===== RAW DATA =====

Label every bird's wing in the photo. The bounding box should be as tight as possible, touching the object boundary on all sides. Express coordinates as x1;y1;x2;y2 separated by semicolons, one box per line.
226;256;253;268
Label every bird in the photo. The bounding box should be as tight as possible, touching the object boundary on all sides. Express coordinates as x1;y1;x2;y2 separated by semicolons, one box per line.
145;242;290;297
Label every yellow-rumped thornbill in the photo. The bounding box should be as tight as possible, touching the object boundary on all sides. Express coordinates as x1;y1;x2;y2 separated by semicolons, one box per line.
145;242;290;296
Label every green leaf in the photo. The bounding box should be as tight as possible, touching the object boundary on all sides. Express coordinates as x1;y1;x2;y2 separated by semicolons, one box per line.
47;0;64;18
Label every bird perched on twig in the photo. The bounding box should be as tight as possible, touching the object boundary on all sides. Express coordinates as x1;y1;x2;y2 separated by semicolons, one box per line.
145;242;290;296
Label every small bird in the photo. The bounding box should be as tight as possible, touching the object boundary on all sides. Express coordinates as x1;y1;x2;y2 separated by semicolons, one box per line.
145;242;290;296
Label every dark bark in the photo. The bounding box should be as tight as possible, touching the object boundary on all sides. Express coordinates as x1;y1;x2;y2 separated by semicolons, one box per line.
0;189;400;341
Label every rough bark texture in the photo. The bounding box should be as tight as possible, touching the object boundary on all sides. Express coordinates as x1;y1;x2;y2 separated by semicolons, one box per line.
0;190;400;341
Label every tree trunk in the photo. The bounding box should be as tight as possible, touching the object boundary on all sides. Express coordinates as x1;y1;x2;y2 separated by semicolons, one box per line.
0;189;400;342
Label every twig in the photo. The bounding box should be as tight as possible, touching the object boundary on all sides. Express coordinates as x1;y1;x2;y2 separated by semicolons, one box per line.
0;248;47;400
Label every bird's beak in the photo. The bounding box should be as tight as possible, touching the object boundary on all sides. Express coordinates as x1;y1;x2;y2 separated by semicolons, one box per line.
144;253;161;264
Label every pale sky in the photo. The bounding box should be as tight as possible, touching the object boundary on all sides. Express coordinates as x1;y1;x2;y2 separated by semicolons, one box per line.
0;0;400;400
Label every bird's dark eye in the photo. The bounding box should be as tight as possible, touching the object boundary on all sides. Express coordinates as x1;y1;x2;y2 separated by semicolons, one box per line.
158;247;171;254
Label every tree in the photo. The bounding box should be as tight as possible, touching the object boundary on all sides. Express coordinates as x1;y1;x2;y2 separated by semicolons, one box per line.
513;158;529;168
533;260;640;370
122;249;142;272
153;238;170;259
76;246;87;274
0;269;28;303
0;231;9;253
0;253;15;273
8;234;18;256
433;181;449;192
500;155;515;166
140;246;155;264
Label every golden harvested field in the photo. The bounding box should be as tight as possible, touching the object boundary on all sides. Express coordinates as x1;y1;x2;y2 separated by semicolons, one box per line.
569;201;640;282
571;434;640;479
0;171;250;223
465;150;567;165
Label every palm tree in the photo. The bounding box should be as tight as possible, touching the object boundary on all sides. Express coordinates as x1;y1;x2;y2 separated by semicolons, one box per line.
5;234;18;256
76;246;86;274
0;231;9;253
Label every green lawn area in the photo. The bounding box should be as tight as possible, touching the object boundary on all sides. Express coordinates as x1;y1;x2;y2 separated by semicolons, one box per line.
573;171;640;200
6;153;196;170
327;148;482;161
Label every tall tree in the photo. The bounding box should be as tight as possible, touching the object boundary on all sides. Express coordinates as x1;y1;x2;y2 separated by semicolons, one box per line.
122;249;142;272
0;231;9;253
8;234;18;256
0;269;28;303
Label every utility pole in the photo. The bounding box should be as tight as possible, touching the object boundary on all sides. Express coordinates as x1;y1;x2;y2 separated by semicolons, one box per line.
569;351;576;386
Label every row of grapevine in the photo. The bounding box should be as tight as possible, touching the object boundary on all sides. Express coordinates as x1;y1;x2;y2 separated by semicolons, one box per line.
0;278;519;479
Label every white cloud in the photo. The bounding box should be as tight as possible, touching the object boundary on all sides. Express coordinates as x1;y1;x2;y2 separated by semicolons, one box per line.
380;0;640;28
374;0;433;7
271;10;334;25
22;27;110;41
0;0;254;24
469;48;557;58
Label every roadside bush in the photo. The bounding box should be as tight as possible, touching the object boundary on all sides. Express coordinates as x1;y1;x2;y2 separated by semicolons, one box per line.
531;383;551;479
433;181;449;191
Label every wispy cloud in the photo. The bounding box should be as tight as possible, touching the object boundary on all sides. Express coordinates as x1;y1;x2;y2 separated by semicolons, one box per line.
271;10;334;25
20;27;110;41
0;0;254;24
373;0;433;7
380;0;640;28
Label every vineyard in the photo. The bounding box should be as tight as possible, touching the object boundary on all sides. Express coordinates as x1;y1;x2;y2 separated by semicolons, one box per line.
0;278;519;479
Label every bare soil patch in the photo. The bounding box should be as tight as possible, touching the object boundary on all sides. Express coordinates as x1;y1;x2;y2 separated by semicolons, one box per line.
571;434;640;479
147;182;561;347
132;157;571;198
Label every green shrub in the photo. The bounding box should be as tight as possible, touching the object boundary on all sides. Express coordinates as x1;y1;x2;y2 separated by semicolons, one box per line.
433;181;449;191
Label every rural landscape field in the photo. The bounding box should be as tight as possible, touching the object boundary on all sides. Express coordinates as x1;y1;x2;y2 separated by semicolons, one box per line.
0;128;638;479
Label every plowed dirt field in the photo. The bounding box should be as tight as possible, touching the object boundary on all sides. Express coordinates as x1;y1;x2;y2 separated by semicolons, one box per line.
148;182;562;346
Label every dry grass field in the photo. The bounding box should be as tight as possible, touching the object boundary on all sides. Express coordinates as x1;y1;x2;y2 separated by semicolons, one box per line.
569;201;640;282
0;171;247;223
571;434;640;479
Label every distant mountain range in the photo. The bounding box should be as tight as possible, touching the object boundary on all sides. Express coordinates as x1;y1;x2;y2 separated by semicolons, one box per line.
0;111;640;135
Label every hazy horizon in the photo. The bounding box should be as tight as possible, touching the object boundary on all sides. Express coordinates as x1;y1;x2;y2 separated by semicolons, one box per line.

=====

> WRITTEN TASK:
Identify every line in the rows above that contains the word "patch", and copy each such line in full. Match case exactly.

> RESULT BELOW:
Label every bare soil patch in the photo. The bounding box should be as tight as possible, touching the object boundary on all sides. Express coordinates as x1;y1;x2;y2 separated by semicolons, one box per line.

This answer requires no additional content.